A new study has found a potential cause of migraines that could explain why women are affected more often than men. The research may ultimately lead to personalized treatments for migraine sufferers.

The investigation revealed that sex hormones have an influence on cells around the trigeminal nerve and the blood vessels that are connected to it. High levels of estrogen, in particular, were found to make these cells more susceptible to triggers for migraine headaches.

Antonio Ferrer-Montiel is a professor of Biochemistry and Molecular Biology at the University Miguel Hernández in Spain.

“We can observe significant differences in our experimental migraine model between males and females and are trying to understand the molecular correlates responsible for these differences,” said Professor Ferrer-Montiel.

“Although this is a complex process, we believe that modulation of the trigeminovascular system by sex hormones plays an important role that has not been properly addressed.”

To identify the role of specific hormones, the research team analyzed decades of research on sex hormones, migraine sensitivity, and cell responses to migraine triggers. Some hormones like testosterone seemed to protect against migraines, while others like prolactin appeared to make migraines worse.

* _Dataset_:
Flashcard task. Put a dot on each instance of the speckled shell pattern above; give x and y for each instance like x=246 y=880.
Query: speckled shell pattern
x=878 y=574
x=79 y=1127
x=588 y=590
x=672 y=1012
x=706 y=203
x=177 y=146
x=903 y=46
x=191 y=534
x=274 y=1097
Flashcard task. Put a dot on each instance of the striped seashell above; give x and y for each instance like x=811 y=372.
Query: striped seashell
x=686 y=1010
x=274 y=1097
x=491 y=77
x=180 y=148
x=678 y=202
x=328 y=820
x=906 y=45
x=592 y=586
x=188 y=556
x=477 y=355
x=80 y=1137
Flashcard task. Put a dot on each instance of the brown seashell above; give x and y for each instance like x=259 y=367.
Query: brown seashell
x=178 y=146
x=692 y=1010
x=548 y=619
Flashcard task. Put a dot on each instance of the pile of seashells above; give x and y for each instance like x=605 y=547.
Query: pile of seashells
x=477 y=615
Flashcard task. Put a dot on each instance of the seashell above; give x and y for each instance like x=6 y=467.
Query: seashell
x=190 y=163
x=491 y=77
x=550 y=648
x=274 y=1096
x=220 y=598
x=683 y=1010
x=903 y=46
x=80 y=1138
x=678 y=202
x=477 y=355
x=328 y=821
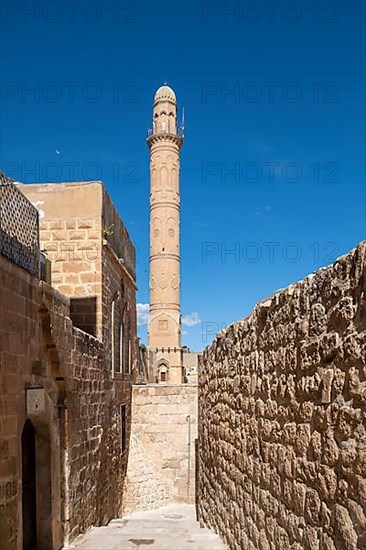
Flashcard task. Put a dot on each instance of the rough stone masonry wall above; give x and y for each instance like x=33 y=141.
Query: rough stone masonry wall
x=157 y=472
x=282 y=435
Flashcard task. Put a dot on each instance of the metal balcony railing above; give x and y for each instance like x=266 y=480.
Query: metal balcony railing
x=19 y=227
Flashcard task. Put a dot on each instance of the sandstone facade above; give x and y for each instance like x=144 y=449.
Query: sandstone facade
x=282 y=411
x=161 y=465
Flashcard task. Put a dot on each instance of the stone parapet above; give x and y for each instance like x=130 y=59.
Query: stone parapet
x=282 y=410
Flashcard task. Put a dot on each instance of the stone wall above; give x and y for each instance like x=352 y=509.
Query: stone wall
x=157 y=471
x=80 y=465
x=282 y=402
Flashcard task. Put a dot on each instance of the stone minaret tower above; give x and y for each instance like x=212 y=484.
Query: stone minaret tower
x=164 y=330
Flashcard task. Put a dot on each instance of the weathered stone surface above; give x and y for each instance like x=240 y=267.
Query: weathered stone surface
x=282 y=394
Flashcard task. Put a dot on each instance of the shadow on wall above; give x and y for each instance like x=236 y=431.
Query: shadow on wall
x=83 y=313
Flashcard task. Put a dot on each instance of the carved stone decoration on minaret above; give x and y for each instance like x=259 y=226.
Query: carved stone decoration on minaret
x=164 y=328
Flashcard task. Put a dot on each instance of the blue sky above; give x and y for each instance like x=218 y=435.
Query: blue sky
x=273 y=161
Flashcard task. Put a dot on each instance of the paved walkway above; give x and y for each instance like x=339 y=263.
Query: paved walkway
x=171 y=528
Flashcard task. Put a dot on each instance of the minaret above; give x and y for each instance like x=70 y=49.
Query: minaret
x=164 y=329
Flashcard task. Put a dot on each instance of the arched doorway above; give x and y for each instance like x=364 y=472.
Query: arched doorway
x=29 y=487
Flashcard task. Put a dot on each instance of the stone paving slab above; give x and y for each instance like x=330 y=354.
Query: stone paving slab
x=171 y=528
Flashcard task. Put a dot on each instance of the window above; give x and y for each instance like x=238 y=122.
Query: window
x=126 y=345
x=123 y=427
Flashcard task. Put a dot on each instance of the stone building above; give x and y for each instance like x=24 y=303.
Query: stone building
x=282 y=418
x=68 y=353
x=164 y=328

* _Questions to answer_:
• a. Answer these questions using the migraine passage:
(i) Which hormone, at high levels, made cells more susceptible to migraine triggers?
(ii) At which university is Antonio Ferrer-Montiel a professor?
(iii) Which hormone appeared to protect against migraines?
• b. Continue the migraine passage from its last sentence.
The data comes from a different source than the migraine passage.

* _Expected outputs_:
• a.
(i) Estrogen
(ii) The University Miguel Hernández in Spain
(iii) Testosterone

• b.
The hormones make the cells either more or less vulnerable to migraine triggers by affecting the ion channels, which regulate the sensitivity of the cells.

Further research is needed to determine the role of some hormones, but changes in estrogen levels stood out as playing a big role in making cells more sensitive to the onset of a migraine attack.

Professor Ferrer-Montiel emphasized that this research is only preliminary. The study authors also pointed out the need for studies which focus on the relationship between menstrual hormones and migraines.

The team will continue their own investigation using preclinical, human-based models. Professor Ferrer-Montiel said, “If successful, we will contribute to better personalized medicine for migraine therapy.”

The study is published in the journal Frontiers in Molecular Biosciences.